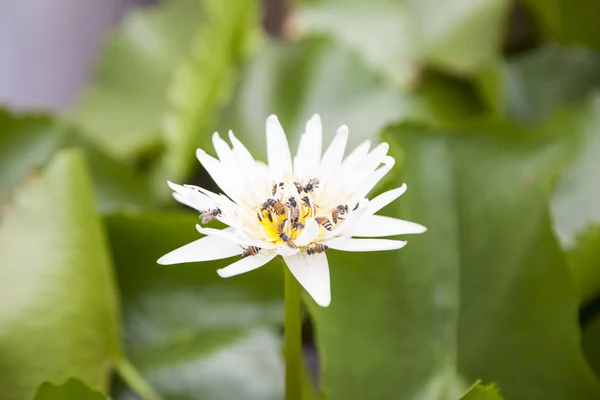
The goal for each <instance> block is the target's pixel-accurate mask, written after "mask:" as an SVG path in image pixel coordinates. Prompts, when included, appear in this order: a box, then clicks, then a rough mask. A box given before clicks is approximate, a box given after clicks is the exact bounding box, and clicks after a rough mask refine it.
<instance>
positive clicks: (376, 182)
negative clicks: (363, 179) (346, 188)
mask: <svg viewBox="0 0 600 400" xmlns="http://www.w3.org/2000/svg"><path fill="white" fill-rule="evenodd" d="M382 162H383V163H384V164H385V165H384V166H383V167H381V168H379V169H377V170H376V171H375V172H373V173H372V174H371V175H369V177H368V178H367V179H365V181H364V182H363V183H362V184H361V185H360V186H359V187H358V188H356V190H355V192H354V194H353V196H352V198H351V200H350V201H349V203H352V202H353V201H356V200H354V199H356V198H359V199H360V198H363V197H365V196H366V195H367V194H368V193H369V192H370V191H371V190H373V188H374V187H375V185H377V184H378V183H379V181H380V180H381V178H383V177H384V176H385V175H386V174H387V173H388V172H390V170H391V169H392V168H393V167H394V164H395V163H396V160H394V158H393V157H390V156H385V157H384V158H383V160H382Z"/></svg>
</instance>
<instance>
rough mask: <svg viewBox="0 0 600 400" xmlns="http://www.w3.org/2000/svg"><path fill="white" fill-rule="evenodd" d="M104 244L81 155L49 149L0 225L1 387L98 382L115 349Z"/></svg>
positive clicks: (107, 366) (22, 391)
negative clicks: (55, 381)
mask: <svg viewBox="0 0 600 400" xmlns="http://www.w3.org/2000/svg"><path fill="white" fill-rule="evenodd" d="M119 347H120V346H119V342H118V318H117V299H116V293H115V288H114V286H113V276H112V270H111V262H110V257H109V253H108V248H107V245H106V242H105V238H104V235H103V231H102V227H101V225H100V221H99V220H98V216H97V213H96V210H95V209H94V206H93V200H92V187H91V182H90V178H89V177H88V174H87V169H86V166H85V163H84V159H83V156H82V155H81V154H80V153H78V152H76V151H74V150H65V151H61V152H60V153H58V154H57V155H56V156H54V158H53V159H52V161H51V162H50V164H49V165H48V166H47V167H46V168H45V169H44V170H43V171H42V172H41V173H40V174H39V175H38V176H36V177H34V178H32V180H31V181H30V182H29V183H27V184H26V185H24V186H23V187H21V188H20V190H19V192H18V194H16V195H15V197H14V199H13V201H12V203H11V204H10V205H9V207H8V209H7V210H6V214H5V216H4V218H3V220H2V224H1V225H0V354H2V357H0V393H1V394H2V397H3V398H6V399H11V400H20V399H23V400H29V399H31V397H32V396H33V393H34V391H35V389H36V387H37V385H38V384H39V383H40V382H43V381H45V380H48V379H49V380H52V381H63V380H65V379H67V378H68V377H70V376H78V377H80V378H82V379H83V380H84V381H86V382H87V383H89V384H90V385H91V386H92V387H94V388H97V389H100V390H107V389H108V381H109V373H110V371H111V367H112V362H113V358H114V357H115V356H117V355H118V353H119Z"/></svg>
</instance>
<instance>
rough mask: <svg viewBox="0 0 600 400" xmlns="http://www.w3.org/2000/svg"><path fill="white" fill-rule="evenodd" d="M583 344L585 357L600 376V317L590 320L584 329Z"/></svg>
mask: <svg viewBox="0 0 600 400" xmlns="http://www.w3.org/2000/svg"><path fill="white" fill-rule="evenodd" d="M581 346H582V348H583V354H584V355H585V359H586V360H587V362H588V364H589V365H590V367H591V368H592V370H593V371H594V372H595V373H596V376H597V377H598V378H600V317H596V318H594V319H592V320H591V321H590V322H588V324H587V326H586V327H585V329H584V331H583V337H582V343H581Z"/></svg>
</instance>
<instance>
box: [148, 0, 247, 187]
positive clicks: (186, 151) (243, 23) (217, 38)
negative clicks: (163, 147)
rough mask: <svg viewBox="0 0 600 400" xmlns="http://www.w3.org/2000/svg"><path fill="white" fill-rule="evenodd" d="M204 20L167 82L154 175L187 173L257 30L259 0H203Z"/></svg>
mask: <svg viewBox="0 0 600 400" xmlns="http://www.w3.org/2000/svg"><path fill="white" fill-rule="evenodd" d="M203 4H204V11H205V13H206V19H207V22H206V24H205V25H204V26H203V27H202V29H200V30H199V32H198V33H197V34H196V36H195V38H194V42H193V48H192V54H191V56H190V58H189V59H188V60H186V62H185V63H183V64H182V65H181V66H180V68H178V70H177V73H176V75H175V78H174V80H173V82H172V83H171V84H170V85H169V111H168V113H167V115H166V117H165V123H164V126H163V128H164V132H163V140H164V142H165V145H166V149H165V153H164V157H163V159H162V160H161V163H160V164H159V167H158V168H159V169H158V172H157V177H156V180H157V181H158V182H160V185H161V188H162V187H164V182H165V180H167V179H171V180H179V179H182V178H186V177H188V176H189V175H190V174H191V172H192V167H193V166H194V165H196V163H195V162H194V160H196V158H195V150H196V148H197V147H198V144H199V143H202V142H203V140H206V138H209V137H210V136H211V134H212V128H214V126H215V125H216V123H217V115H218V113H219V111H220V110H221V108H222V107H223V106H224V105H225V104H226V103H227V102H228V101H229V100H230V97H231V95H232V92H233V90H234V88H235V84H236V81H237V79H236V78H237V72H238V67H239V66H240V64H241V62H242V61H243V60H244V59H245V58H246V57H247V55H248V54H249V52H250V51H251V49H252V48H253V47H254V46H253V45H254V44H255V42H256V40H257V35H258V33H259V30H258V29H259V25H258V11H259V7H258V1H257V0H231V1H228V2H221V1H204V3H203Z"/></svg>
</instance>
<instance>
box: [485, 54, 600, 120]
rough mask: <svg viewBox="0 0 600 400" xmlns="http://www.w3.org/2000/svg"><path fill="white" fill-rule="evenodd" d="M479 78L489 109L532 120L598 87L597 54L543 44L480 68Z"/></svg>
mask: <svg viewBox="0 0 600 400" xmlns="http://www.w3.org/2000/svg"><path fill="white" fill-rule="evenodd" d="M479 78H480V79H479V83H480V84H481V87H482V90H483V92H484V94H485V97H486V99H487V100H488V102H489V103H490V105H491V106H492V108H493V109H495V110H496V111H498V112H500V113H501V114H503V115H505V116H506V117H507V118H509V119H511V120H515V121H518V122H522V123H533V122H537V121H540V120H542V119H543V118H545V117H548V116H549V115H551V114H552V112H553V111H555V110H556V109H557V108H560V107H564V106H565V105H574V104H578V103H581V102H582V101H583V100H585V99H586V98H587V96H588V95H589V94H590V93H592V92H593V91H594V90H595V89H597V88H598V87H600V57H599V56H598V55H597V54H595V53H593V52H591V51H588V50H586V49H580V48H563V47H558V46H546V47H542V48H539V49H536V50H533V51H531V52H527V53H524V54H520V55H517V56H514V57H512V58H509V59H508V60H507V61H506V62H505V63H503V64H498V65H496V66H494V67H490V68H487V69H485V70H482V72H481V75H480V76H479Z"/></svg>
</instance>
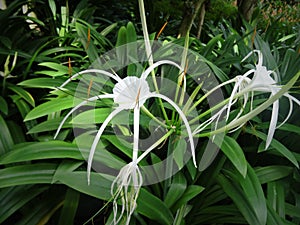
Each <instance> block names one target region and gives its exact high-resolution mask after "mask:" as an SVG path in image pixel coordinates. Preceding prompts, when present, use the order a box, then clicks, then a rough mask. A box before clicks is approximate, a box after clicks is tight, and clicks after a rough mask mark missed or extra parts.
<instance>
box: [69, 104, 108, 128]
mask: <svg viewBox="0 0 300 225" xmlns="http://www.w3.org/2000/svg"><path fill="white" fill-rule="evenodd" d="M111 111H112V109H111V108H97V109H92V110H86V111H84V112H82V113H80V114H78V115H76V116H75V117H74V118H73V119H72V121H71V123H74V124H95V123H103V122H104V120H105V119H106V118H107V116H108V115H109V114H110V113H111Z"/></svg>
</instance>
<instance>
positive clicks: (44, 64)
mask: <svg viewBox="0 0 300 225" xmlns="http://www.w3.org/2000/svg"><path fill="white" fill-rule="evenodd" d="M39 66H45V67H48V68H50V69H53V70H56V71H57V72H60V73H62V74H68V73H69V68H68V67H67V66H63V65H61V64H59V63H54V62H42V63H39Z"/></svg>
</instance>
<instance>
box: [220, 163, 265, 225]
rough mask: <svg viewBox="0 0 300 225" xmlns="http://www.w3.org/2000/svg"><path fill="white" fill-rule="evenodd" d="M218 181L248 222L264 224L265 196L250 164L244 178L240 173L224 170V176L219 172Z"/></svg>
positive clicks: (255, 174)
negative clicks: (224, 170) (244, 177)
mask: <svg viewBox="0 0 300 225" xmlns="http://www.w3.org/2000/svg"><path fill="white" fill-rule="evenodd" d="M218 181H219V183H220V185H221V186H222V188H223V190H224V191H225V193H226V194H227V195H228V196H229V197H230V198H231V199H232V200H233V202H234V203H235V205H236V206H237V207H238V209H239V210H240V212H241V213H242V214H243V216H244V217H245V219H246V220H247V222H248V223H249V224H251V225H259V224H261V225H265V224H266V221H267V205H266V200H265V196H264V193H263V190H262V187H261V185H260V183H259V180H258V178H257V176H256V174H255V172H254V170H253V169H252V167H250V165H248V168H247V175H246V177H245V178H244V177H242V176H241V174H240V173H237V172H234V171H226V176H225V175H222V174H220V175H219V176H218Z"/></svg>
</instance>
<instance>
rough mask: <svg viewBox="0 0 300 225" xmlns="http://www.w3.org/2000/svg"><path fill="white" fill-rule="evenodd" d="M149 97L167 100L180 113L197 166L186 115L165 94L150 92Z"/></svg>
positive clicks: (192, 141) (149, 97)
mask: <svg viewBox="0 0 300 225" xmlns="http://www.w3.org/2000/svg"><path fill="white" fill-rule="evenodd" d="M151 97H156V98H161V99H163V100H165V101H167V102H168V103H170V105H172V106H173V107H174V108H175V109H176V111H177V112H178V114H179V115H180V117H181V119H182V121H183V122H184V125H185V127H186V130H187V133H188V136H189V140H190V146H191V151H192V158H193V163H194V165H195V167H197V163H196V156H195V146H194V140H193V135H192V130H191V127H190V125H189V122H188V120H187V118H186V116H185V115H184V113H183V112H182V110H181V109H180V108H179V107H178V106H177V105H176V103H175V102H173V101H172V100H171V99H170V98H168V97H167V96H165V95H162V94H159V93H152V94H150V95H149V96H148V98H151Z"/></svg>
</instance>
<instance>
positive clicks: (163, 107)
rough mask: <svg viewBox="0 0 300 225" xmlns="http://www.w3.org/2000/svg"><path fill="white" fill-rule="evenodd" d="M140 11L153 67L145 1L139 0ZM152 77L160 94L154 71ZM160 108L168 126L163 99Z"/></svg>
mask: <svg viewBox="0 0 300 225" xmlns="http://www.w3.org/2000/svg"><path fill="white" fill-rule="evenodd" d="M138 2H139V10H140V15H141V22H142V29H143V35H144V40H145V48H146V54H147V58H148V62H149V66H152V65H153V55H152V50H151V44H150V39H149V33H148V29H147V21H146V14H145V5H144V1H143V0H139V1H138ZM151 76H152V80H153V84H154V89H155V91H156V92H157V93H159V90H158V85H157V82H156V77H155V73H154V71H151ZM158 102H159V105H160V108H161V110H162V113H163V116H164V118H165V120H166V122H167V124H169V119H168V115H167V112H166V110H165V108H164V106H163V102H162V100H161V99H158Z"/></svg>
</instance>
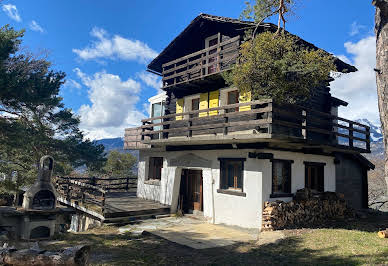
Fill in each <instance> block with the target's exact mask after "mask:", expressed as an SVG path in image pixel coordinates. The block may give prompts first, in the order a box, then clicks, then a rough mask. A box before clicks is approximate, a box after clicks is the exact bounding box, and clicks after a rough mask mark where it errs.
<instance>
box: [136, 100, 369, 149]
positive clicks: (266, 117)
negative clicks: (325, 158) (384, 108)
mask: <svg viewBox="0 0 388 266" xmlns="http://www.w3.org/2000/svg"><path fill="white" fill-rule="evenodd" d="M243 110H246V111H243ZM201 113H205V114H206V116H201V115H200V114H201ZM210 113H213V114H214V115H212V116H209V115H207V114H210ZM177 117H179V119H177ZM158 119H160V120H161V121H162V122H158V123H153V121H154V120H158ZM142 123H143V125H142V126H141V127H140V129H141V143H142V144H152V143H154V142H162V141H163V142H165V143H167V142H169V141H174V139H176V137H180V138H182V137H187V138H191V137H195V136H204V137H203V139H205V138H207V139H209V140H211V139H216V138H217V135H224V136H227V135H230V134H231V133H232V134H234V133H235V132H243V131H244V130H252V129H255V130H256V131H257V132H258V133H257V134H252V136H251V138H252V139H254V138H264V137H266V138H272V139H277V138H281V139H284V138H289V139H298V140H302V141H305V142H310V143H315V144H318V145H328V146H339V147H341V148H346V149H352V150H357V151H361V152H370V128H369V127H368V126H367V125H363V124H361V123H358V122H356V121H351V120H348V119H345V118H342V117H338V116H335V115H332V114H329V113H324V112H320V111H316V110H313V109H311V108H307V107H304V106H300V105H295V104H294V105H291V104H290V105H286V104H282V105H278V104H275V103H273V102H272V100H258V101H252V102H247V103H238V104H230V105H225V106H220V107H214V108H208V109H203V110H196V111H189V112H183V113H175V114H169V115H164V116H159V117H153V118H147V119H143V120H142ZM155 127H158V128H155ZM160 127H162V128H160ZM154 136H160V137H157V138H155V137H154ZM233 138H235V139H239V138H240V136H238V135H233ZM179 140H180V139H179Z"/></svg>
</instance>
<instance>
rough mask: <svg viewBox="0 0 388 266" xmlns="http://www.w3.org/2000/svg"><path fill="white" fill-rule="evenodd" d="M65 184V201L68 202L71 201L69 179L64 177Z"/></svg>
mask: <svg viewBox="0 0 388 266" xmlns="http://www.w3.org/2000/svg"><path fill="white" fill-rule="evenodd" d="M65 180H66V183H67V189H66V195H65V197H66V200H67V201H70V200H71V197H70V178H69V177H66V179H65Z"/></svg>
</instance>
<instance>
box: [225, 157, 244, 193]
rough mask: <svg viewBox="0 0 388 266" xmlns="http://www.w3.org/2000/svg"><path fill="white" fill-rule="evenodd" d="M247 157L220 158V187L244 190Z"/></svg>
mask: <svg viewBox="0 0 388 266" xmlns="http://www.w3.org/2000/svg"><path fill="white" fill-rule="evenodd" d="M244 160H245V159H220V188H221V189H229V190H237V191H240V192H242V190H243V172H244Z"/></svg>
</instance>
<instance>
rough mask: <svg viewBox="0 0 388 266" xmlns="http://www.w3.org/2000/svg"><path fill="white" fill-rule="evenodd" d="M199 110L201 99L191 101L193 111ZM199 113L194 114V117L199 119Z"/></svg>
mask: <svg viewBox="0 0 388 266" xmlns="http://www.w3.org/2000/svg"><path fill="white" fill-rule="evenodd" d="M197 110H199V98H195V99H192V100H191V111H197ZM198 115H199V114H198V113H196V114H192V117H198Z"/></svg>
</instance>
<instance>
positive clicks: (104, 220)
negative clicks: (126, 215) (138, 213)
mask: <svg viewBox="0 0 388 266" xmlns="http://www.w3.org/2000/svg"><path fill="white" fill-rule="evenodd" d="M149 219H156V215H154V214H145V215H137V216H123V217H115V218H107V219H105V220H104V224H108V225H125V224H130V223H132V222H139V221H143V220H149Z"/></svg>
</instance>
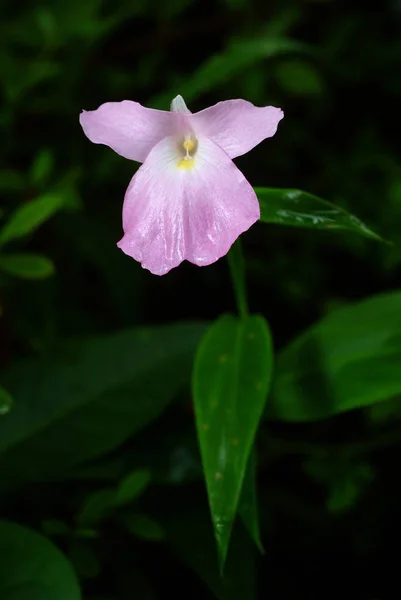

▶ [Assignment]: Give the lines again exactly, starting where the entries begin and stopping once the line with "positive clicks: (376, 182)" is included; pictures are not copied.

▶ [Final answer]:
The goal for each <instance> block is the target's pixel-accurate mask, written after "mask:" as an SVG path in image pixel coordinates. Prompts, when included, appear in this order: a box, then clicks, then a rough mask. A box given before clicks is approximate, a box given after clicks is the exact bounding box, and clicks after a rough mask refine it.
<instance>
positive clicks: (376, 182)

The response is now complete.